┌──
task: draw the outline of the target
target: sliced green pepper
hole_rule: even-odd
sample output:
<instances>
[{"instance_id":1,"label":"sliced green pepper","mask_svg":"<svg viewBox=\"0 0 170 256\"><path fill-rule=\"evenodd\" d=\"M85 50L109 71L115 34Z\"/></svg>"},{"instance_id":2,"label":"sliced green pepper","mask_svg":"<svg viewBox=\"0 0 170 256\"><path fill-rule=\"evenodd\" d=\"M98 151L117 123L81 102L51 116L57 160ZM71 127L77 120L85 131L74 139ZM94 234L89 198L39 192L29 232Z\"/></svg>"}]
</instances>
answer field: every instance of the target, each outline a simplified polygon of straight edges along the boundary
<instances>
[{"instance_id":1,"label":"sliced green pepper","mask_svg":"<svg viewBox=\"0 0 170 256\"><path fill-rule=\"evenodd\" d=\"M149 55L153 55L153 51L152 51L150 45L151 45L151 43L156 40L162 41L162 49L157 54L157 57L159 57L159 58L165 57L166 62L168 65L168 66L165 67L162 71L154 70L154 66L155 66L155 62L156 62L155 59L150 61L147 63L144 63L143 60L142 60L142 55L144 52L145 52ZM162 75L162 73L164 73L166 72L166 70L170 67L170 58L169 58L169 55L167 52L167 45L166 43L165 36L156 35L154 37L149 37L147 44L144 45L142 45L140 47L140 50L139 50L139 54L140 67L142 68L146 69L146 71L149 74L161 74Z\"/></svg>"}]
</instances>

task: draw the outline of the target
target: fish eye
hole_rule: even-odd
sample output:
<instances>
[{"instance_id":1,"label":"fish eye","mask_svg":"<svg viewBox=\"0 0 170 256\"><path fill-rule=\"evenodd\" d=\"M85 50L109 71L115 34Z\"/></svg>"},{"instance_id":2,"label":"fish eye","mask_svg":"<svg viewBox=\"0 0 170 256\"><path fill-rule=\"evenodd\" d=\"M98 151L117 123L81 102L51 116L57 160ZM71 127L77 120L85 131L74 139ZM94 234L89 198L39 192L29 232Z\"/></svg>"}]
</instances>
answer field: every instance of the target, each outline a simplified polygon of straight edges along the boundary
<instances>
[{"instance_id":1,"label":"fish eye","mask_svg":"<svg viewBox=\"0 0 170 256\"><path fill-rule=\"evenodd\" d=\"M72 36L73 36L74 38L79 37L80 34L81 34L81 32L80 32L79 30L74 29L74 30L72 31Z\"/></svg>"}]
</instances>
└──
Exercise task
Retype the entries one by one, exactly.

Result of this task
task: draw the outline of the target
target: sliced green pepper
hole_rule: even-odd
sample output:
<instances>
[{"instance_id":1,"label":"sliced green pepper","mask_svg":"<svg viewBox=\"0 0 170 256\"><path fill-rule=\"evenodd\" d=\"M85 50L109 71L115 34Z\"/></svg>"},{"instance_id":2,"label":"sliced green pepper","mask_svg":"<svg viewBox=\"0 0 170 256\"><path fill-rule=\"evenodd\" d=\"M98 151L117 123L81 102L51 116L57 160ZM71 127L77 120L85 131L74 139ZM94 234L89 198L39 192L29 232Z\"/></svg>"}]
</instances>
answer field: every instance of the target, each outline a simplified polygon of straight edges along the boundary
<instances>
[{"instance_id":1,"label":"sliced green pepper","mask_svg":"<svg viewBox=\"0 0 170 256\"><path fill-rule=\"evenodd\" d=\"M149 55L153 55L153 51L152 51L150 45L151 45L151 43L156 40L162 41L162 49L157 54L157 57L159 57L159 58L165 57L166 62L168 65L168 66L165 67L162 71L154 70L154 66L155 66L155 62L156 62L155 59L150 61L147 63L144 63L143 60L142 60L142 55L144 52L145 52ZM162 75L162 73L164 73L166 72L166 70L170 67L170 58L169 58L169 55L167 52L167 45L166 43L165 36L156 35L154 37L149 37L147 44L144 45L142 45L140 47L140 50L139 50L139 54L140 67L142 68L146 69L146 71L149 74L161 74Z\"/></svg>"}]
</instances>

task: draw the outline of the target
target: fish eye
hole_rule: even-odd
sample output:
<instances>
[{"instance_id":1,"label":"fish eye","mask_svg":"<svg viewBox=\"0 0 170 256\"><path fill-rule=\"evenodd\" d=\"M85 50L109 71L115 34Z\"/></svg>"},{"instance_id":2,"label":"fish eye","mask_svg":"<svg viewBox=\"0 0 170 256\"><path fill-rule=\"evenodd\" d=\"M98 151L117 123L81 102L51 116L57 160ZM71 127L77 120L85 131L74 139ZM94 234L89 198L39 192L29 232Z\"/></svg>"}]
</instances>
answer field: every instance of the target, each outline a simplified polygon of straight edges along the boundary
<instances>
[{"instance_id":1,"label":"fish eye","mask_svg":"<svg viewBox=\"0 0 170 256\"><path fill-rule=\"evenodd\" d=\"M72 36L73 36L74 38L79 37L80 34L81 34L81 32L80 32L79 30L74 29L74 30L72 31Z\"/></svg>"}]
</instances>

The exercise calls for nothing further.